Exercise input:
************

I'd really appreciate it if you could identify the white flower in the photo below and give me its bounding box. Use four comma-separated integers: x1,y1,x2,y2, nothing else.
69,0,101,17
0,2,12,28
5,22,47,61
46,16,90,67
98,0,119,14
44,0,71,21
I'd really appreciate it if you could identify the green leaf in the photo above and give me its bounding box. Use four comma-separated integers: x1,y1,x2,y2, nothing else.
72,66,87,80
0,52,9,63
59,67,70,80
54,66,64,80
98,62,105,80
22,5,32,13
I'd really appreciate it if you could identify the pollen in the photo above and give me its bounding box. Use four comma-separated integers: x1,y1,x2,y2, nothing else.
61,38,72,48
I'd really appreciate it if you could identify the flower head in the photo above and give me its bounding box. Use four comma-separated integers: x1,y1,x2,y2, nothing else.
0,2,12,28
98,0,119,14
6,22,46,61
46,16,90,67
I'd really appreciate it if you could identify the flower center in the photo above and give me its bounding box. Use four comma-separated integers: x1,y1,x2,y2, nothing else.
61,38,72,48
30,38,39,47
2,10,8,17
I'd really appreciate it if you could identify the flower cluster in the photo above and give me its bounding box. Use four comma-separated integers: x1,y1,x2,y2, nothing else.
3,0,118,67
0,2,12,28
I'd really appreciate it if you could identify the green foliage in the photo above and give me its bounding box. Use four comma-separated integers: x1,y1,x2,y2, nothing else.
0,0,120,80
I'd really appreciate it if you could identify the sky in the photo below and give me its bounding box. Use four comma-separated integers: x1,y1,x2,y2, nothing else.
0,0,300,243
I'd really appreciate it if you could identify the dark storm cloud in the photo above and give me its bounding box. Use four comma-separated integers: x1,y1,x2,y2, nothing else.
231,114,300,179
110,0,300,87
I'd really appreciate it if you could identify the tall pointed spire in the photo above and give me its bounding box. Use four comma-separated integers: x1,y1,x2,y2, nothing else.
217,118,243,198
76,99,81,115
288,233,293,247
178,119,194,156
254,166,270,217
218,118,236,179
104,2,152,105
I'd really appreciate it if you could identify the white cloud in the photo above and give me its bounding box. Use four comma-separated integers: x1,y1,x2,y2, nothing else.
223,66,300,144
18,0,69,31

************

Given request:
Copy all of the records above word for word, in the same order.

Expected output:
I'd really appreciate it if you could identify the white flower in the photo below and give me its bounding box. Use four comma-separated integers: x1,y1,x2,y2, nothing else.
69,0,101,17
0,2,12,28
5,22,47,61
46,16,90,67
98,0,119,14
44,0,71,21
I'd really appreciate it if you could identify the green leaf in the photo above and give me its bounding box. Use four comma-separated integers: x1,y1,x2,y2, nothing else.
72,66,87,80
0,52,9,63
59,67,70,80
54,66,64,80
98,62,105,80
22,5,32,13
I'd really appreciate it if you could identify the pollen in the photo above and give me its bounding box. Use four comma-separated integers: x1,y1,x2,y2, nothing else.
61,38,72,48
I'd really appreciate it if you could identify the flower head in the photo above and give me its bounding box. Use four comma-separated integers: x1,y1,x2,y2, nothing else.
0,2,12,28
98,0,119,14
6,22,46,61
46,16,90,67
I'd really appreciate it if you could identify the flower center in the photo above and give me its bounding box. Use four comma-separated integers: x1,y1,x2,y2, nothing else.
61,38,72,48
30,38,39,47
2,10,8,17
I'd really appreciate it if you could identify the flower cluster in the photo above and give me its bounding box. Use four comma-separated integers: x1,y1,x2,y2, nothing else.
3,0,118,67
0,2,12,28
I'd really appreciate it if you could identify the green foliage in the photo above and give me its bounding box. Use four comma-separated integers: x1,y1,x2,y2, nothing else.
0,0,120,80
I'd really appreciate it if you could identify the sky in the photo below and give me its bounding box. Use four comma-separated integers: x1,y1,x2,y2, nothing else.
0,0,300,243
I'd really appreciate it if you could identify the dark storm cloud in the photo above and give me its bounding box. Use four comma-separated integers: x1,y1,x2,y2, nothing else.
231,114,300,179
110,0,300,87
I'd really appreciate it if you could identify the tall pointed spire in the photo above and give me its bounding box. Use four comma-separated integers: x1,y1,x2,y2, nothing else.
217,118,243,198
76,99,81,115
288,233,293,247
178,119,194,156
254,166,270,217
218,118,236,179
104,2,152,105
I'd really appreciate it if you could identify the white cloud in the photo above and give me its bounding box. Use four comma-separated integers: x1,y1,x2,y2, nothing else.
223,66,300,144
18,0,69,31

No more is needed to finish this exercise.